• **SELECTION**:

After carefully searching through the text, I still cannot understand how precipitation phase was treated. It seems to have been ignored as SWE is used interchangeably with the downscaled precipitation on glaciers. But then, in Table B1 and B2 ERA-5/MERRA-2 snowfall variables are listed as predictors?

Because of its excessive length, lack of clarity, and questionable assumptions, I recommend this manuscript be rejected. For a resubmission, I suggest the authors consider an independent evaluation of snow accumulation and at least an explanation of how precipitation phase was treated. The size of the figures and tables needs to be cut approximately in half.

Works cited

Liu, Y., and Margulis, S. A.: Deriving Bias and Uncertainty in MERRA-2 Snowfall Precipitation Over High Mountain Asia, Frontiers in Earth Science, 7, 10.3389/feart.2019.00280, 2019.

Citation: https://doi.org/10.5194/tc-2022-69-RC1
- AC1:
  'Reply on RC1', Matteo Guidicelli, 25 Jul 2022
  We would like to acknowledge the reviewer for this thorough and critical review that has helped us to sharpen the focus of our study.
  In the following, we report our responses (bold) to the reviewer's concerns (within quotation marks).
  “The problems begin with the title, which overstates its importance. Only a tiny fraction, in fewer than half of the continents, of the world's glaciers are examined. The manuscript has too many figures and tables. The manuscript is supposed to be within 12 journal pages for TCD. The tables and figures alone, most of which occupy a full page, would take up this much space. The figures are bloated. For example, there is no need to illustrate "Tree 1" nor "Tree N", both of which are identical in Figure 3. The PCA section (4.1) doesn't tell the reader much more than the fact that elevation is the most important downscaling predictor.”:
  Title: We agree that the term “world’s glaciers” can be misleading. In response to this comment we will change the title to: “Snow accumulation over glaciers in the Alps, Scandinavia, Central Asia and Western Canada (1981-2020) inferred from climate reanalysis and machine learning”

• **DATASET EXCERPTS**:
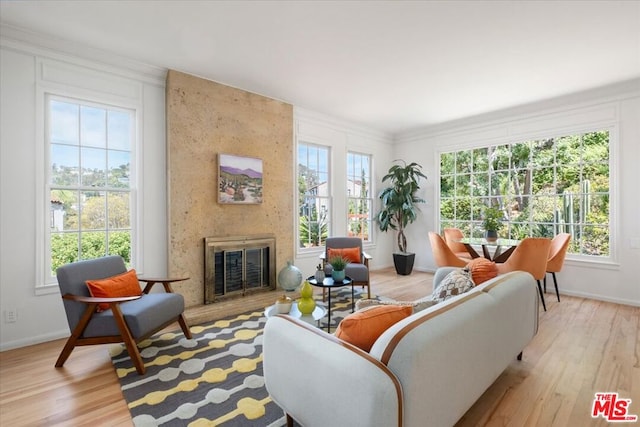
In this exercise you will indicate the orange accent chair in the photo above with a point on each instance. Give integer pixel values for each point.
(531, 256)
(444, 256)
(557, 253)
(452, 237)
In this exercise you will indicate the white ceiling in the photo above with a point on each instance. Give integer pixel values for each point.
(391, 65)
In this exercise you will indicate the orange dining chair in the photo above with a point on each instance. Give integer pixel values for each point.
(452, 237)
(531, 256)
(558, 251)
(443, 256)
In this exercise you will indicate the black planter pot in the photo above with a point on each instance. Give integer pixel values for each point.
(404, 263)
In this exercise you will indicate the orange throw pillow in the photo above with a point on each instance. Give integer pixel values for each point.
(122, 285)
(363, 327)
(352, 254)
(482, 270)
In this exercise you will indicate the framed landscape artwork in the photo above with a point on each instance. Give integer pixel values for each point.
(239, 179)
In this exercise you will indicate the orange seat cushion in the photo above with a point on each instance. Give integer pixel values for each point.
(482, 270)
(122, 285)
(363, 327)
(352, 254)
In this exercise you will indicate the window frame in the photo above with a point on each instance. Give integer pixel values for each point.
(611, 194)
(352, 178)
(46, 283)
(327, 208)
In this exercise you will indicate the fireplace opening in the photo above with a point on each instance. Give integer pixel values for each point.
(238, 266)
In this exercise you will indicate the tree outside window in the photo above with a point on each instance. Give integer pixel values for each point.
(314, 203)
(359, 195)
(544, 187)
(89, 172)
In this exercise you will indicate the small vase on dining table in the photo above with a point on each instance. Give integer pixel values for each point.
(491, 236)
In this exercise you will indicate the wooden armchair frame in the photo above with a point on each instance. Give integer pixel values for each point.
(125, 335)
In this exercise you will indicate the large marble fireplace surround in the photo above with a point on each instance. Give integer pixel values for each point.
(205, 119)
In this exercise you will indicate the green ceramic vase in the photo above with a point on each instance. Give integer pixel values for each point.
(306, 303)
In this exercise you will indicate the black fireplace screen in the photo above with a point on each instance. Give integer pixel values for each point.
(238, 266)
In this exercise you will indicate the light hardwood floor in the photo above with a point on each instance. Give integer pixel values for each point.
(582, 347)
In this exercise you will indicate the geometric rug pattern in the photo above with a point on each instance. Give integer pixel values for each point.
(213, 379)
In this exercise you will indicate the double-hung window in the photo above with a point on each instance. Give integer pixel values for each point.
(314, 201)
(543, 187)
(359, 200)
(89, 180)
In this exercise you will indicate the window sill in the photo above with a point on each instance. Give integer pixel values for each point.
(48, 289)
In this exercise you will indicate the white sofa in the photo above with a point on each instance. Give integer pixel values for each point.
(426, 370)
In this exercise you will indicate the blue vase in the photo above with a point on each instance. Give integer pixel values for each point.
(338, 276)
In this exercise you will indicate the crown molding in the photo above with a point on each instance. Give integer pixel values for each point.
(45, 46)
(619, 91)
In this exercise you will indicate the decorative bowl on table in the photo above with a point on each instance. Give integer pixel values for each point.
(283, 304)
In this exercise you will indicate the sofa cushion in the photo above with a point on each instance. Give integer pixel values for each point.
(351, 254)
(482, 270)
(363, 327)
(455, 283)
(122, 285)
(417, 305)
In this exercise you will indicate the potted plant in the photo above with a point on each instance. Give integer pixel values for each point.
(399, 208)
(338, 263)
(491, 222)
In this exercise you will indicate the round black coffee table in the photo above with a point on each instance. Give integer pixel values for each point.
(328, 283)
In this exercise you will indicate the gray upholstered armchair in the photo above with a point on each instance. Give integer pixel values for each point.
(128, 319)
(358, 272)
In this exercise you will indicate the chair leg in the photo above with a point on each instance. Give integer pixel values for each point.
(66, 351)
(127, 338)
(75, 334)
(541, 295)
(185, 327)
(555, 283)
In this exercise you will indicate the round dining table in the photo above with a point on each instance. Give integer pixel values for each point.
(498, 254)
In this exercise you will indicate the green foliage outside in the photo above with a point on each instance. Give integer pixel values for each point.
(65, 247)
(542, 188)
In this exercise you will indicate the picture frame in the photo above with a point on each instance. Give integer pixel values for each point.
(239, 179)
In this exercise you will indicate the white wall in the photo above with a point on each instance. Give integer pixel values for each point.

• **REQUIRED TASK A**: In the review thread, condense the paragraph beginning "Because of its excessive length" into a short list that keeps its main points.
• **REQUIRED TASK B**: Resume the review thread on the snow accumulation manuscript from its final sentence, carrying the authors' reply forward.
The listing is not needed for this work.

• **EXERCISE OUTPUT A**:
- Recommendation: reject the manuscript because of its excessive length, lack of clarity, and questionable assumptions.
- For a resubmission, the authors should consider an independent evaluation of snow accumulation.
- They should also at least explain how precipitation phase was treated.
- The figures and tables should be reduced to about half their size.

• **EXERCISE OUTPUT B**:
  Number of figures and tables: We agree that some simplification is beneficial to the paper and we will accordingly perform major changes including a reduction of the number of Figures / Tables, as well as their content wherever possible and briefly described in the following:
  Tables 2 and 3 will be moved to the Supplementary material. Fig. 2 will be moved to the Supplementary material as well. Fig. 5 could also be moved to the Supplementary material; even though it shows that other predictors than elevation are important to explain different biases between reanalysis’ precipitation and snow accumulation on glaciers.
  We also agree that Sec. 4.1 needs to be modified in order to better quantify the added value of each group of predictors on the model’s performance. In the revised version of the paper we will show the changes in terms of overall model performance when suppressing the downscaled predictors (and/or other predictors (e.g. topographical)). In fact, this might be a better evaluation of the predictors’ importance than only showing the frequency of use of the main predictors (Fig. 4a and b) and their correlations (Fig. 4c and d).
  Fig. 3 will be simplified and replaced by a smaller figure without the illustration of the “Trees”.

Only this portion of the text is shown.